Passage choisi:

-------------------------

Née le 1er septembre 1940 à Lillebonne (Seine-Maritime), Annie Ernaux a écrit une vingtaine de récits, tous publiés chez Gallimard, dans lesquels elle dissèque le poids de la domination de classes et la passion amoureuse, deux thèmes ayant marqué son itinéraire de femme déchirée en raison de ses origines populaires.
une oeuvre autobiographique
Elle est connue pour son style clinique, dénué de tout lyrisme, qui fait l'objet de nombreuses thèses, et ses romans à caractère autobiographique. Parmi eux, «Les Armoires vides», son premier livre paru en 1974, dans lequel elle raconte son avortement illégal en 1964, via le personnage de Denise Lesur, une jeune étudiante en lettres modernes. Un sujet sur lequel elle reviendra dans «L’événement» (2000), adapté en 2021 au cinéma par Audrey Diwan (Prix Lumières et Lion d'Or à Venise).

-------------------------

Consigne de travail A:
Reformulez sous forme de liste, s'il vous plaît, le paragraphe du passage sur Annie Ernaux qui commence par « Elle est connue pour son style clinique », en conservant ses faits principaux.
Consigne de travail B:
Prolongez le passage sur Annie Ernaux à partir de sa dernière phrase.
Les items qui suivent ne sont pas nécessaires.

Extrait de données:
-------------------------

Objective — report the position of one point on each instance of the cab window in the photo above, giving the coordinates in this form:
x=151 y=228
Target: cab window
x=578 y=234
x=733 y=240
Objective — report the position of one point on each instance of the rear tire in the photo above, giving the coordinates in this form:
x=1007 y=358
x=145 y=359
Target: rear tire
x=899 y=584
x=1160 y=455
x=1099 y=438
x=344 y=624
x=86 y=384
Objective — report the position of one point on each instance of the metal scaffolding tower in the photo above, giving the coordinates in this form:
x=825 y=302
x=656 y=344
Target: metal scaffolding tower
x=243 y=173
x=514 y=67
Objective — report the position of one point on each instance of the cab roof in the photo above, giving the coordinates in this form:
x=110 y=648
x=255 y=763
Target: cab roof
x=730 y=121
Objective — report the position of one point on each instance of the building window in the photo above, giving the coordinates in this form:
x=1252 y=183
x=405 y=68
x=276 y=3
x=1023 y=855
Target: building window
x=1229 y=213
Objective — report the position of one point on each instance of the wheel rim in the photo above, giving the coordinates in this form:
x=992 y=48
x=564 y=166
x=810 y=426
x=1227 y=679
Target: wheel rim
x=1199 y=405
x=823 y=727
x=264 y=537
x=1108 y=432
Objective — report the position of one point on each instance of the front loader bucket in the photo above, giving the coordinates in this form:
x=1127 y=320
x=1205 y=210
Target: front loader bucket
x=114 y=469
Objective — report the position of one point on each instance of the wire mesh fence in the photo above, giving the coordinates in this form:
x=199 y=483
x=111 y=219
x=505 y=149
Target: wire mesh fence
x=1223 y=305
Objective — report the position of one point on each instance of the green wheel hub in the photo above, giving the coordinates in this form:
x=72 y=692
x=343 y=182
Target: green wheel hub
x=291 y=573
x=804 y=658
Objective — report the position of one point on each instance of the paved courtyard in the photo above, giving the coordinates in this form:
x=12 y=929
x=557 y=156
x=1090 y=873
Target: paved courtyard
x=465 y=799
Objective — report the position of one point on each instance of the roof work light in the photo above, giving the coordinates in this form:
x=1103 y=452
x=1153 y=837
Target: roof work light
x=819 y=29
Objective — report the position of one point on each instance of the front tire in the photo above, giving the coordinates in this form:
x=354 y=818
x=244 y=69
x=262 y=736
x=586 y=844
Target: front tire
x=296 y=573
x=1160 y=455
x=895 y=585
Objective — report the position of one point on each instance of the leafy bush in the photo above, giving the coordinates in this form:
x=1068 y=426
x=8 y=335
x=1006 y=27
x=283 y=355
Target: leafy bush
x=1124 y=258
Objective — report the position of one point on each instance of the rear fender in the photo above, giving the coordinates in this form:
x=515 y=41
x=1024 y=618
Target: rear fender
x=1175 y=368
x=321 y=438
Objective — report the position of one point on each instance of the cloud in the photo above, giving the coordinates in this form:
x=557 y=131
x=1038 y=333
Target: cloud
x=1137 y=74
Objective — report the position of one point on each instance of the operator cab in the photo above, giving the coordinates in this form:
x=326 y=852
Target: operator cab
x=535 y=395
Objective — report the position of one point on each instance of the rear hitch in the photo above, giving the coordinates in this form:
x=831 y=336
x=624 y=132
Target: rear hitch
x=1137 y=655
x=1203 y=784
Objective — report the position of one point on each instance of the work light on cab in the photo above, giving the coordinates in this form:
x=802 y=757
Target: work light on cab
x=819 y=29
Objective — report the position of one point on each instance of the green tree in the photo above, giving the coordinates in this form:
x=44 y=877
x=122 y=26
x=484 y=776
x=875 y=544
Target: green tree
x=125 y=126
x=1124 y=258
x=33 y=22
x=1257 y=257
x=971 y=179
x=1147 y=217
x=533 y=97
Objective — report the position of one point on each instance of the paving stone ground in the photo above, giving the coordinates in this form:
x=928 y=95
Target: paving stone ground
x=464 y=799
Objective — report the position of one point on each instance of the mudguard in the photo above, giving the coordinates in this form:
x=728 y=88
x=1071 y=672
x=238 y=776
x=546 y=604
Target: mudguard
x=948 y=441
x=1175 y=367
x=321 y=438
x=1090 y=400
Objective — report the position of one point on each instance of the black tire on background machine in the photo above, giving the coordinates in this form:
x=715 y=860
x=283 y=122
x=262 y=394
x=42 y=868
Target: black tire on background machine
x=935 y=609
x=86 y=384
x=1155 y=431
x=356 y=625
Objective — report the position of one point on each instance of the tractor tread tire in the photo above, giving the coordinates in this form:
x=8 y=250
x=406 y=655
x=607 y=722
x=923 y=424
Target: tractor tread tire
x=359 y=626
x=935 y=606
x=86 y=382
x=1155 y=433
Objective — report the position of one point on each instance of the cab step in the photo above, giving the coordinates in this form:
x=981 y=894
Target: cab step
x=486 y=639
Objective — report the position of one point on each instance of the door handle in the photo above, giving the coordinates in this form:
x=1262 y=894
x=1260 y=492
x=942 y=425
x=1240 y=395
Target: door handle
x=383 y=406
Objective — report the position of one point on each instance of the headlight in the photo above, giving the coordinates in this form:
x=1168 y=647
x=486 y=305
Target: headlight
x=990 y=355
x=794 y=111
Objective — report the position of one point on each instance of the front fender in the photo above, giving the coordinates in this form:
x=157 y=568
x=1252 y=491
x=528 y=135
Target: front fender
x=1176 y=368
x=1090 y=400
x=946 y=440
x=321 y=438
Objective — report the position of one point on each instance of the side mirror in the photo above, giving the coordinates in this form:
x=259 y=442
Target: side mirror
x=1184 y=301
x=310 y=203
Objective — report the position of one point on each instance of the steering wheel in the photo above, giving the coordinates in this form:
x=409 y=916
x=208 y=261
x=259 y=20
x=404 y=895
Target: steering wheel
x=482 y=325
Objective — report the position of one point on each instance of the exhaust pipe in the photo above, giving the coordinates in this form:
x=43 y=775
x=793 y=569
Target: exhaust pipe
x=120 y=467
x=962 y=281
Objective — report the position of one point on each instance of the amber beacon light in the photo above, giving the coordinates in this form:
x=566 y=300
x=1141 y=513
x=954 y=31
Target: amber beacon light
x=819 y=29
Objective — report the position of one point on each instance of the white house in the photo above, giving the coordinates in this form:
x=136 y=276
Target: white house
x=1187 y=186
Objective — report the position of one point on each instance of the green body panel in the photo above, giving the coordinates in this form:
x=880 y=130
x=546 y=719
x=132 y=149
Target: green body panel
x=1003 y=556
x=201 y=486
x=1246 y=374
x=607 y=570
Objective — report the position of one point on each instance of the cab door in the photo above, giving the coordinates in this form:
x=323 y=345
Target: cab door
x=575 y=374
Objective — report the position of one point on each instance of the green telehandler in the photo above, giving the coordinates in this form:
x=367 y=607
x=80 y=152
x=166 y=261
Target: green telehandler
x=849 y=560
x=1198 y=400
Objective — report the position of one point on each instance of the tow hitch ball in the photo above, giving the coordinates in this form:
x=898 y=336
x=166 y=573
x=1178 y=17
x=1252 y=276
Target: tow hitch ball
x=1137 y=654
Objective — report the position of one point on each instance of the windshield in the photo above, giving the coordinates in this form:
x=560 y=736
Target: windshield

-------------------------

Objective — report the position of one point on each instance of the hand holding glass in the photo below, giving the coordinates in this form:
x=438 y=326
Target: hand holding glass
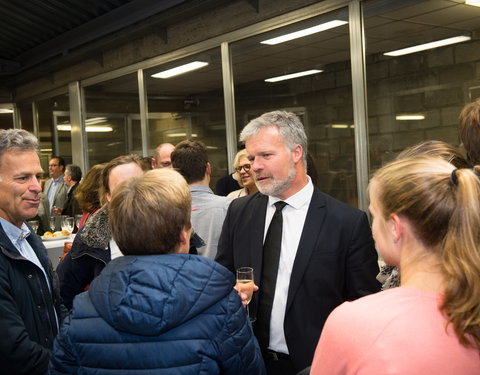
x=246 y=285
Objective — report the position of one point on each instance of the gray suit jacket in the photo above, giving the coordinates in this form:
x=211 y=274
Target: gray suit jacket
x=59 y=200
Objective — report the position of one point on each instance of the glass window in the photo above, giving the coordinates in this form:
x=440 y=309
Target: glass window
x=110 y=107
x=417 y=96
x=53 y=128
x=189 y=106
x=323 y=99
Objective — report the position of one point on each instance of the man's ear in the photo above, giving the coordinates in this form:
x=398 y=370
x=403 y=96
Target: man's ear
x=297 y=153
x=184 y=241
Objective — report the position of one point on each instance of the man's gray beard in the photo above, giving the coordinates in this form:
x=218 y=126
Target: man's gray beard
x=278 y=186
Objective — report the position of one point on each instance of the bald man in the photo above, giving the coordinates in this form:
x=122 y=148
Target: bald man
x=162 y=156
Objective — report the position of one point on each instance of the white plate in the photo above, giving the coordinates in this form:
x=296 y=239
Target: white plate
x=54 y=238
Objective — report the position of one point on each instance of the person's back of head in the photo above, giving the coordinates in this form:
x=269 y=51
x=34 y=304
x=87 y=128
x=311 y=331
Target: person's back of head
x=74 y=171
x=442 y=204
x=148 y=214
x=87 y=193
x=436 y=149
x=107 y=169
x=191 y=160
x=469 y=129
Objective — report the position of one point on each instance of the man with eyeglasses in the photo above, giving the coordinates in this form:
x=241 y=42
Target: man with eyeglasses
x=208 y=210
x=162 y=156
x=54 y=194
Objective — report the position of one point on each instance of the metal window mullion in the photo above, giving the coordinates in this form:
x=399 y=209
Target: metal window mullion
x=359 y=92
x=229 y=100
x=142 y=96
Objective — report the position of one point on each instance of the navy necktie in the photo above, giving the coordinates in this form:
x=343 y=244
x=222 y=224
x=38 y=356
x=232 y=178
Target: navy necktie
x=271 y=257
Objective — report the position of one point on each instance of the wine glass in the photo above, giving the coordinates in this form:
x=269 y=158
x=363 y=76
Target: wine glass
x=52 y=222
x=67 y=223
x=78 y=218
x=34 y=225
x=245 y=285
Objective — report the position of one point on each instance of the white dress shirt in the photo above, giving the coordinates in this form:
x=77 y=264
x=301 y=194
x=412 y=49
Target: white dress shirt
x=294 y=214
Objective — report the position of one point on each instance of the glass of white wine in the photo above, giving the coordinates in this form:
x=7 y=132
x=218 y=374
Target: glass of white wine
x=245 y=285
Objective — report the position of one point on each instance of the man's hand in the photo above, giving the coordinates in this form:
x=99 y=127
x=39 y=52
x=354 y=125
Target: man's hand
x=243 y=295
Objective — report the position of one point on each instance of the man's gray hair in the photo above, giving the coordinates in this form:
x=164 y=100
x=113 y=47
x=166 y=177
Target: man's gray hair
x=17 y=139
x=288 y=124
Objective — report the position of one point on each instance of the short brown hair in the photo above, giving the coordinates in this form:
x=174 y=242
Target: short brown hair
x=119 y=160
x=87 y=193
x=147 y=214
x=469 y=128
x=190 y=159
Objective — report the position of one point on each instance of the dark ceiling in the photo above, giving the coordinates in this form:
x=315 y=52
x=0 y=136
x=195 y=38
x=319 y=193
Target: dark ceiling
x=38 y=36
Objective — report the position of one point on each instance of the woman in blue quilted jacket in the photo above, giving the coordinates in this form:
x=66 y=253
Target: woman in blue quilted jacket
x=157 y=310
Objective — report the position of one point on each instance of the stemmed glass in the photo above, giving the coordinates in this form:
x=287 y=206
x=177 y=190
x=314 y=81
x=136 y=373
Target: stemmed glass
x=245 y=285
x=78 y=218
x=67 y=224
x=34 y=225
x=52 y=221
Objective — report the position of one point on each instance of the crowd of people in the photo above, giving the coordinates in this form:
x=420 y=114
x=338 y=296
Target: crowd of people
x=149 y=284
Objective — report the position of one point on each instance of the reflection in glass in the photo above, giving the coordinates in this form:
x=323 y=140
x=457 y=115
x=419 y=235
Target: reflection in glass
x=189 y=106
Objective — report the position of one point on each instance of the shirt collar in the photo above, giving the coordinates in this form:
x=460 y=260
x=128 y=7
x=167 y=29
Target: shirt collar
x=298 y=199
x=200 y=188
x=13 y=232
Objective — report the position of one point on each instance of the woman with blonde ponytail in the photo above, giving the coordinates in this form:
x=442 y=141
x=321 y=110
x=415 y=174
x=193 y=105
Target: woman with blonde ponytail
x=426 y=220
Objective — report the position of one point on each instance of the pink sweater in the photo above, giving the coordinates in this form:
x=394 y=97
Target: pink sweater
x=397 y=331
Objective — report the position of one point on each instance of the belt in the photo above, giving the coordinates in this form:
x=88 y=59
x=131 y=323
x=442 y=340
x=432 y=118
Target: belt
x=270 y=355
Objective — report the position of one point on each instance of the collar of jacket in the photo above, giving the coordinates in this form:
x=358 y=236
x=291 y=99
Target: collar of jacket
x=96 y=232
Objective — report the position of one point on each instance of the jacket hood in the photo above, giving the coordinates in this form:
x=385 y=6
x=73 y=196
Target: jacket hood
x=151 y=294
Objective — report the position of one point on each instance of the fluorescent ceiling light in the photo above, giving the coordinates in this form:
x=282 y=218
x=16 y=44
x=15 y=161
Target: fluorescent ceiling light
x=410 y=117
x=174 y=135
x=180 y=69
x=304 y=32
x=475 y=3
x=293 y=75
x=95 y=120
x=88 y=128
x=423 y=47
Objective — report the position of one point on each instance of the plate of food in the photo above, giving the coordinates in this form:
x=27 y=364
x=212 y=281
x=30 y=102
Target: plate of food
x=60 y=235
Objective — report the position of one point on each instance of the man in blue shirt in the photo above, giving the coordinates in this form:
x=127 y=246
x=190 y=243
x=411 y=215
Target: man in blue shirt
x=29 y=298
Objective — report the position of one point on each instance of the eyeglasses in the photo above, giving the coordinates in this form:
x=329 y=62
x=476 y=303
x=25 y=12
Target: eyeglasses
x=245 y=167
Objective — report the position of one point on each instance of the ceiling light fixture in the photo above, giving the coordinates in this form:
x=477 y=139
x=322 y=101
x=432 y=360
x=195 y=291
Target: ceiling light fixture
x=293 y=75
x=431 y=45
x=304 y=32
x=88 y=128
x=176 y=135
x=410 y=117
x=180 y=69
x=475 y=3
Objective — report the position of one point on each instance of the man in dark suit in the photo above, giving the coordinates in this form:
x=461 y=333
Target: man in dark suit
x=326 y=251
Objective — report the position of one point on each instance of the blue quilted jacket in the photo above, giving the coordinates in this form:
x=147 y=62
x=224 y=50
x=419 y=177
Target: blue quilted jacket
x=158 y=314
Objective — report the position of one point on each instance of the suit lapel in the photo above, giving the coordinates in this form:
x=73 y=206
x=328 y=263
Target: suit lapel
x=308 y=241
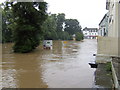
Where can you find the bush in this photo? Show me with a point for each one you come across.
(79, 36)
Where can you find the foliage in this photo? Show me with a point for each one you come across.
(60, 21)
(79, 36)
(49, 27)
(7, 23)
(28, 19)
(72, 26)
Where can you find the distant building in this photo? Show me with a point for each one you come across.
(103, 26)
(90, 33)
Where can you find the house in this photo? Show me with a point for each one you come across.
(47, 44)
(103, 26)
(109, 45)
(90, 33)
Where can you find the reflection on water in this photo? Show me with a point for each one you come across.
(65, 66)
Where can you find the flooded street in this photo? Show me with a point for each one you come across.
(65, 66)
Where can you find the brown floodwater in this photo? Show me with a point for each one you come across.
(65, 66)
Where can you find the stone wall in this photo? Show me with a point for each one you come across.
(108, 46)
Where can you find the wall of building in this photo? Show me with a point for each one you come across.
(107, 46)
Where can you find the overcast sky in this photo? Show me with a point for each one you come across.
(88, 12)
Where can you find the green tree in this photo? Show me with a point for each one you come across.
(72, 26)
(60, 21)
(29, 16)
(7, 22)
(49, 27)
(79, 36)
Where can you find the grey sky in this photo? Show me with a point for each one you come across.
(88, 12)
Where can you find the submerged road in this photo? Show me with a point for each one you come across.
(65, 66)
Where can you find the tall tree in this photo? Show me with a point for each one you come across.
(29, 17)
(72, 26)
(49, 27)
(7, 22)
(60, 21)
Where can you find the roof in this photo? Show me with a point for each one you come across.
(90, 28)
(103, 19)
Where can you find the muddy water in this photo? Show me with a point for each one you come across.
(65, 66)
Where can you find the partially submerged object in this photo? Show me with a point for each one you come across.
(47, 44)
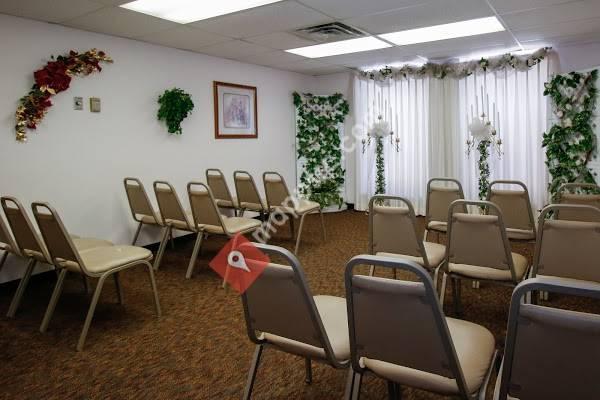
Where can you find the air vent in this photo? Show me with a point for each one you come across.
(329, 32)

-------------------------

Votre réponse A:
- Annie Ernaux est connue pour son style clinique, sans lyrisme, étudié dans de nombreuses thèses, et pour ses romans autobiographiques.
- « Les Armoires vides », son premier livre paru en 1974, raconte son avortement illégal de 1964 à travers Denise Lesur, étudiante en lettres modernes.
- Elle revient sur ce sujet dans « L’événement » (2000), adapté au cinéma en 2021 par Audrey Diwan (Prix Lumières et Lion d'Or à Venise).

Votre réponse B:
L’écrivaine a également signé «La Place», récompensé par le prix Renaudot 1984, au fil duquel elle relate ses souvenirs d’enfance, et plus précisément la vie de son père. On lui doit aussi «Les Années», en 2008, qui a obtenu le Prix Marguerite-Duras, le Prix François-Mauriac 2008, ainsi que le Prix Strega de la littérature européenne 2016.
Dans cet ouvrage, la romancière donne à ressentir le passage des années, de l'après-guerre à aujourd'hui. A travers l'allusion à des objets, des mots, des chansons, des émissions de télévision, elle restitue une vérité de son temps. Annie Ernaux a d’ailleurs été finaliste du Booker International Prize pour ce livre, après sa traduction en anglais.
«Une femme qui écrit, c'est tout»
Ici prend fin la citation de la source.